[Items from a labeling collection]
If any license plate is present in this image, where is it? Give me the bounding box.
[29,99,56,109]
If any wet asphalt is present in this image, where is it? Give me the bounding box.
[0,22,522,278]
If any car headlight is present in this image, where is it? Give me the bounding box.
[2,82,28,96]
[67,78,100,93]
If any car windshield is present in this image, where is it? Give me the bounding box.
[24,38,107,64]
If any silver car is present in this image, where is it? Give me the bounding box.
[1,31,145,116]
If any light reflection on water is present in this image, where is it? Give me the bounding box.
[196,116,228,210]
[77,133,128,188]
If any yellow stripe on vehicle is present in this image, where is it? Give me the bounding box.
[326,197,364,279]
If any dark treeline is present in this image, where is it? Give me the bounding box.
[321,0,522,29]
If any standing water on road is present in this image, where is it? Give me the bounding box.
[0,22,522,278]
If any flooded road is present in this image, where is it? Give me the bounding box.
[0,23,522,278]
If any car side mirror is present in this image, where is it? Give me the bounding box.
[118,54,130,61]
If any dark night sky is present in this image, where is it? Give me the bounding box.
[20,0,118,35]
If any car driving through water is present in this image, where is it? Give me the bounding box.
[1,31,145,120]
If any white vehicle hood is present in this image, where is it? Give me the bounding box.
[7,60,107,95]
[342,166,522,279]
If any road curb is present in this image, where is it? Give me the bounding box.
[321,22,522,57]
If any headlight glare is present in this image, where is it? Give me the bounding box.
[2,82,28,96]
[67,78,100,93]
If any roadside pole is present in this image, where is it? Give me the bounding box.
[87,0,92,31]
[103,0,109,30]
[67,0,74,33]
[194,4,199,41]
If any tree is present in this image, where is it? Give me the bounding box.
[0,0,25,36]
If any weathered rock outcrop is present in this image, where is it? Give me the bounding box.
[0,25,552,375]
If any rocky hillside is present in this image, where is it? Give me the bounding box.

Given instruction> Copy the data word for word, beginning with the line that contains "If any road curb" and continuing through the last line of the data.

Reply>
If any road curb is present in this image, where is it? Give me the bounding box.
[321,22,522,57]
If any headlight glare is present in this image, where is it? Give me the bounding box.
[2,82,28,96]
[67,78,100,93]
If any roadside pole is present in this image, where is it? Give me the bounding box.
[87,0,92,31]
[103,0,109,30]
[67,0,74,33]
[194,4,199,41]
If any tree is present in this image, where is it? Give me the bounding box.
[0,0,25,36]
If any weathered rock outcrop is present in this image, where is it? Give me the bounding box.
[0,25,552,375]
If any rocky hillside is present in this image, where is it? Give me the bounding box.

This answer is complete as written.